* Entries from a point annotation set *
# # # #

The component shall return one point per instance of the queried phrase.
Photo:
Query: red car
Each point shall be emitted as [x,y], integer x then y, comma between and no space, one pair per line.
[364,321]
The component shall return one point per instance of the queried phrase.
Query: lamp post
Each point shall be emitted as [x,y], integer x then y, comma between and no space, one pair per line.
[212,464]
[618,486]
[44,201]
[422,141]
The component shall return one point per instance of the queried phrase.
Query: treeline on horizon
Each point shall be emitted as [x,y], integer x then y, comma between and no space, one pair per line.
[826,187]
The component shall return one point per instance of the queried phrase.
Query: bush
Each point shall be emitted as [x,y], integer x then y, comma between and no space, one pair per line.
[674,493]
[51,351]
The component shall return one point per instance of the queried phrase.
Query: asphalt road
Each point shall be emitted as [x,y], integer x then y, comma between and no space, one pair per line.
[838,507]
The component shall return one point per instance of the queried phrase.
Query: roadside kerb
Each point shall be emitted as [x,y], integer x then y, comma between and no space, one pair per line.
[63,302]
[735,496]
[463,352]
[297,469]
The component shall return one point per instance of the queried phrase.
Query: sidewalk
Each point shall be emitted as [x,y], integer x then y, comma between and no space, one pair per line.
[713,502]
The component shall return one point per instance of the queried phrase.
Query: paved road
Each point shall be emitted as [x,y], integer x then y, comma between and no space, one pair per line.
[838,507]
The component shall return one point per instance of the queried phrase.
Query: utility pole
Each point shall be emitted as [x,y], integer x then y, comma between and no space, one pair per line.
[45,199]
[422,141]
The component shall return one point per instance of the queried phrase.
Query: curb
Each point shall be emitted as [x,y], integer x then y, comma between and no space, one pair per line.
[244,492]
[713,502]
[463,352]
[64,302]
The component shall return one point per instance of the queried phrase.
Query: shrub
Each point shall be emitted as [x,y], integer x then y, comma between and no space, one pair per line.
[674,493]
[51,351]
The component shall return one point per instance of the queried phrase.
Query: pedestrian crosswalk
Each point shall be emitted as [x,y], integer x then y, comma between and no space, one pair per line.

# # # #

Collect and copy each line of the data above that contains the string "Query". The match is case-sensitive.

* Worked solution *
Query: red car
Query: lamp post
Query: treeline on horizon
Query: bush
Query: asphalt road
Query: roadside kerb
Query: sidewalk
Query: paved road
Query: utility pole
Query: curb
Query: shrub
Query: pedestrian crosswalk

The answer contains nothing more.